# Streamlight Scorpion vs. Surefire 6P



## Chrontius (Apr 21, 2008)

The more I look at the Scorpion, the more it looks like it's got a leg up on the Surefire. 114 lumens vs. 65 Surefire lumens - dunno how good Streamlight is about rating those - with the same runtime. Brightguy's got the 6P for $60 and the Scorpion for $35. (I know, never pay retail on a Surefire 6P) 

Is it just the name recognition, the potential for Surefire lego (I can't imagine many non-enthusiasts do that), or is the lockout tailcap really that important?


----------



## Lighthouse one (Apr 21, 2008)

Surefire is very conservative on their ratings.


----------



## Flash_Gordon (Apr 21, 2008)

Streamlight claims 78 lumens for he xenon Scorpion.

I like the 6P because: Numerous choices for xenon lamps or LED modules.
Ability to modify light with different tailcaps or bezels. Surefire quality.

Some careful shopping in the CPF MarketPlace or on eBay can find a 6P at a very nice price. You can also buy a 6P LED and add a xenon LA.

Mark


----------



## mdocod (Apr 21, 2008)

As I understand the scorpion uses a bi-pin bulb, which has the disadvantage of being more likely to be jared loose if dropped or exposed to recoil, (or at least, I would have to assume). Surefire uses a D26 style lamp assembly, which has become a standard in the tactical market, the advantage to these assemblies is that you get a fresh reflector with every bulb replacement, or, you can choose from one of dozens of available LED upgrade modules (even SureFire has one now). If you get a good deal on the 6P, you have a lot more options. Personally, I'd take a Wolf-Eyes 6 series over either since it will accommodate a 18650 size cell  If rechargeable options are not something you are interested in, then go with the 6P 

Oh, and try not to worry too much about the lumen rating difference between the scorpion and 6P, they are both, for all intents and purposes, almost identical in total light output, both use bulbs that run around 1.2A on a pair of CR123s. I think the scorpion might have a slightly tighter beam profile, (guessing here)... any minor difference would be almost undetectable by the human eye.


----------



## Outdoors Fanatic (Apr 22, 2008)

▶ EXERCISES:
(a) Write out everything in the flashlight thread from "# Streamlight Scorpion" down to "a Surefire 6P)", replacing "Brightguy" with "One dealer".
(b) Supply the next part of the flashlight thread, beginning right after its final line.

▶ DATA SEGMENT:
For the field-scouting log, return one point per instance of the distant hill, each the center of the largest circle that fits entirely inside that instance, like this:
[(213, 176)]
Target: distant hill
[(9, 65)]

▶ ANSWERS TO THE TASKS:
(a)
# Streamlight Scorpion vs. Surefire 6P



## Chrontius (Apr 21, 2008)

The more I look at the Scorpion, the more it looks like it's got a leg up on the Surefire. 114 lumens vs. 65 Surefire lumens - dunno how good Streamlight is about rating those - with the same runtime. One dealer's got the 6P for $60 and the Scorpion for $35. (I know, never pay retail on a Surefire 6P)

(b)
mdocod said:


> As I understand the scorpion uses a bi-pin bulb, which has the disadvantage of being more likely to be jared loose if dropped or exposed to recoil, (or at least, I would have to assume). Surefire uses a D26 style lamp assembly, which has become a standard in the tactical market, the advantage to these assemblies is that you get a fresh reflector with every bulb replacement, or, you can choose from one of dozens of available LED upgrade modules (even SureFire has one now). If you get a good deal on the 6P, you have a lot more options. Personally, I'd take a Wolf-Eyes 6 series over either since it will accommodate a 18650 size cell  If rechargeable options are not something you are interested in, then go with the 6P
> 
> Oh, and try not to worry too much about the lumen rating difference between the scorpion and 6P, they are both, for all intents and purposes, almost identical in total light output, both use bulbs that run around 1.2A on a pair of CR123s. I think the scorpion might have a slightly tighter beam profile, (guessing here)... any minor difference would be almost undetectable by the human eye.


*+1*

Great post! I agree 100% with that.:thumbsup:


----------



## Chrontius (Apr 23, 2008)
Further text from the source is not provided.